::: Dataset entries
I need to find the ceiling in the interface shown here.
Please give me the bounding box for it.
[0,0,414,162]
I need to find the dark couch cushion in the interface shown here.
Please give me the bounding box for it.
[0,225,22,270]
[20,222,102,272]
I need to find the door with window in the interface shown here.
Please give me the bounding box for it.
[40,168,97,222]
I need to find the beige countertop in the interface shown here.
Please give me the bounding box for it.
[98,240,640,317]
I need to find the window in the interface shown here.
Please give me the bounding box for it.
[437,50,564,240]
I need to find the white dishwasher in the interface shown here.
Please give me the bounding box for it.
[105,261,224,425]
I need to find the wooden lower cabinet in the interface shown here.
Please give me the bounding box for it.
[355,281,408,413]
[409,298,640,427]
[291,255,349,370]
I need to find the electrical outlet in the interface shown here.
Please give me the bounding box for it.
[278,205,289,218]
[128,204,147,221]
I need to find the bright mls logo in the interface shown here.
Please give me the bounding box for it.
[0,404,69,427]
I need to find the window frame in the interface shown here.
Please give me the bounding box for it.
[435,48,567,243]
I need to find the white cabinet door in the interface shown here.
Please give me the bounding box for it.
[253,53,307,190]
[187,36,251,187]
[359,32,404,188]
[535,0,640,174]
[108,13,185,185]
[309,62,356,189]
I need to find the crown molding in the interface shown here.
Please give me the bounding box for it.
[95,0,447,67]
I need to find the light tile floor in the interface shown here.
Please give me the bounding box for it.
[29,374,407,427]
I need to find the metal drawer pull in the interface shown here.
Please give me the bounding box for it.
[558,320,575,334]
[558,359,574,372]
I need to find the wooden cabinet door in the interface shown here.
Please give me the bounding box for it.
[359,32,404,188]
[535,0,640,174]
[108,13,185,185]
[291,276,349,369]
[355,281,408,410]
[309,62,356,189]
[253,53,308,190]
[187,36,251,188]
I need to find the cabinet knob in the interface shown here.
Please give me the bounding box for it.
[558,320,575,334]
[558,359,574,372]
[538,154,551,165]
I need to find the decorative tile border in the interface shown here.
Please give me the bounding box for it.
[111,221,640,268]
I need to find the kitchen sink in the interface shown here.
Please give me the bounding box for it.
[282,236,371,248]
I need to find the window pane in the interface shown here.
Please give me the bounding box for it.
::::::
Rewrite the lines above as a numbered list, omitting any blank lines.

- **Result of this task**
1. I need to find the ceiling in the interface shown here.
2. Please give me the bounding box for it.
3. [0,0,414,162]
4. I need to find the dark couch cushion in the interface shown here.
5. Please give me the bounding box for it.
6. [0,225,22,270]
7. [20,222,102,272]
8. I need to find the door with window in the interface shown here.
9. Please give me the bounding box for it.
10. [40,168,97,222]
11. I need to find the beige countertop in the interface shown here.
12. Please give me the bounding box for it.
13. [98,240,640,317]
14. I need to find the window in the interface shown here.
15. Please give me the bounding box for it.
16. [437,50,564,240]
17. I need to find the white dishwasher in the interface shown here.
18. Please give me the bounding box for it.
19. [105,261,224,425]
20. I need to find the wooden lower cabinet in the interface shown here.
21. Please give me the bounding box for it.
22. [355,281,408,413]
23. [409,298,640,427]
24. [291,255,349,370]
25. I need to find the electrical outlet in the interface shown here.
26. Please give me the bounding box for it.
27. [278,205,289,218]
28. [128,204,147,221]
29. I need to find the bright mls logo in the interface shown here.
30. Please give me the bounding box for it.
31. [0,404,69,427]
32. I need to find the window frame in the interface shown here.
33. Please give me the bounding box for it.
34. [435,48,567,243]
35. I need to find the white cabinet door in the interface shown here.
36. Please give me the bounding box for it.
37. [253,53,307,190]
38. [187,36,251,187]
39. [359,32,404,188]
40. [535,0,640,174]
41. [108,13,185,185]
42. [309,62,356,189]
43. I need to find the crown molding in the interface shown here.
44. Please give me the bounding box for it.
45. [95,0,447,67]
46. I need to find the light tile floor in the interface shown here.
47. Please give me the bounding box for it.
48. [29,374,407,427]
49. I need to find the metal drawer pull in the interface shown here.
50. Please give me the bounding box for it.
51. [558,320,575,334]
52. [558,359,574,372]
53. I need to find the wooden cabinet door in the interface shown here.
54. Please give me the bounding box for it.
55. [359,32,404,188]
56. [535,0,640,174]
57. [108,13,185,185]
58. [291,276,349,369]
59. [355,281,408,410]
60. [309,62,356,189]
61. [253,53,308,190]
62. [187,36,251,188]
63. I need to find the cabinet knob in the interface shown here.
64. Please give me the bounding box for it.
65. [558,320,575,334]
66. [558,359,574,372]
67. [538,154,551,165]
68. I need to find the decorative tile border in the interface shown here.
69. Please give me the bounding box for it.
70. [111,221,640,268]
71. I need to find the kitchen sink in the interface shown here.
72. Please give me the bounding box for it.
73. [282,236,371,248]
74. I need to find the window pane in the interface shown here.
75. Please give me the bounding box for it.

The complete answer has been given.